## Requirement:
Filtering the records below, copy only those lines that include the word "woman".

[Items from a data source]

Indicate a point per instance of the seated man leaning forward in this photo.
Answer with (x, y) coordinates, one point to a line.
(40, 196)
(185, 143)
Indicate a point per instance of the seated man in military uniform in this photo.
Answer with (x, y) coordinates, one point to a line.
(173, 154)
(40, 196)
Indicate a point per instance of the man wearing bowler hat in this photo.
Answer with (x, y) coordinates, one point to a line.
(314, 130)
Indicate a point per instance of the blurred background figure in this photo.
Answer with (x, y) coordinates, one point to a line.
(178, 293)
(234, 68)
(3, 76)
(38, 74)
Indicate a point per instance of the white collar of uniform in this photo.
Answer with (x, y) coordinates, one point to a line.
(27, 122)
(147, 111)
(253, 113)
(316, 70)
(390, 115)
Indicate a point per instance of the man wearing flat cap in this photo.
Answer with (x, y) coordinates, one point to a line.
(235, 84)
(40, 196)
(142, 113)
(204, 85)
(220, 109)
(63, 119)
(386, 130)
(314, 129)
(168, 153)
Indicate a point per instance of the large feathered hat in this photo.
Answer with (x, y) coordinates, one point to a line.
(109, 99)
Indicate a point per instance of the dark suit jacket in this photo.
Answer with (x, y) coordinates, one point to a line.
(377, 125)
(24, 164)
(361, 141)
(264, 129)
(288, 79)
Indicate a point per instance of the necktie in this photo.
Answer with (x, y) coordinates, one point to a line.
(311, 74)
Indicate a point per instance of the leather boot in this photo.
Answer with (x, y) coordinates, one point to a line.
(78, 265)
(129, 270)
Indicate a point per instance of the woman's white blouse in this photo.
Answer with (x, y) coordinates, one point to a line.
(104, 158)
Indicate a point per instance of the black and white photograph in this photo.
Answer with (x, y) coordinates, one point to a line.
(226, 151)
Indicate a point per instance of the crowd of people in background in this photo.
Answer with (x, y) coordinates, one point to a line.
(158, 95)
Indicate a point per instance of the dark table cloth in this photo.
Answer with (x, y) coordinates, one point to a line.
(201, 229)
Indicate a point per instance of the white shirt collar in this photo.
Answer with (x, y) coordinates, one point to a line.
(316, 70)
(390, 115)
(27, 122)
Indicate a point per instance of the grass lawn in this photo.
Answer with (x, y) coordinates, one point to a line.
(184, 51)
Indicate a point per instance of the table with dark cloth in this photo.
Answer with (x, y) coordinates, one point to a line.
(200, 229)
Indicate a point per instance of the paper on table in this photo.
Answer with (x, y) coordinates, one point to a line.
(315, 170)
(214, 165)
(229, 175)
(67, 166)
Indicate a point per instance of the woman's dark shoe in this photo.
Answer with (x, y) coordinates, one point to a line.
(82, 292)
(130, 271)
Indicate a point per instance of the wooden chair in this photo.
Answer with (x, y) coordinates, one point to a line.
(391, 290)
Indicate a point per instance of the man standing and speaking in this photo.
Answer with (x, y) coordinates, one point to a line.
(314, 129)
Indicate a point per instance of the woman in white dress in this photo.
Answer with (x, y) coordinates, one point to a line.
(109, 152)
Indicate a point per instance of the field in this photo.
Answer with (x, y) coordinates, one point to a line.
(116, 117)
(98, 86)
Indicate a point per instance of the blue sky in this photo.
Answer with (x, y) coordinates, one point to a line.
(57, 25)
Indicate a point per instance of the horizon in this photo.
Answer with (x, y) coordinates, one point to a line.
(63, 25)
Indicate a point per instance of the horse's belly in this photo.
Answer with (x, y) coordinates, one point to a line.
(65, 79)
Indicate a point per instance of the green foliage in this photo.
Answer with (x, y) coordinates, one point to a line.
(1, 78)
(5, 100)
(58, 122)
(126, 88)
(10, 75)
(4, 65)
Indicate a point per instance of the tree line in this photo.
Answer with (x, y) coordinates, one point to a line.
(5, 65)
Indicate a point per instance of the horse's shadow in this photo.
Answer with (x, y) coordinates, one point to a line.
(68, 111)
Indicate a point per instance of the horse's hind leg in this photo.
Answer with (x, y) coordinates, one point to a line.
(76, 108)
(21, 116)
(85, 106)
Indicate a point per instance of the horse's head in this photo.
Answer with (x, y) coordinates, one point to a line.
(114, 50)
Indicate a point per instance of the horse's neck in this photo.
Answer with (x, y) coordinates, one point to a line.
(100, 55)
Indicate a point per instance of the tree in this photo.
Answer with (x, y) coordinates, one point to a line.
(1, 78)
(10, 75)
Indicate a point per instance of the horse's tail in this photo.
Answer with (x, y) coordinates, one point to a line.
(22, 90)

## Task answer:
Indicate a point per instance of the woman's white blouse in this photo.
Indicate a point per instance of the woman's dark shoe in this photo.
Indicate a point per instance of the woman in white dress in this photo.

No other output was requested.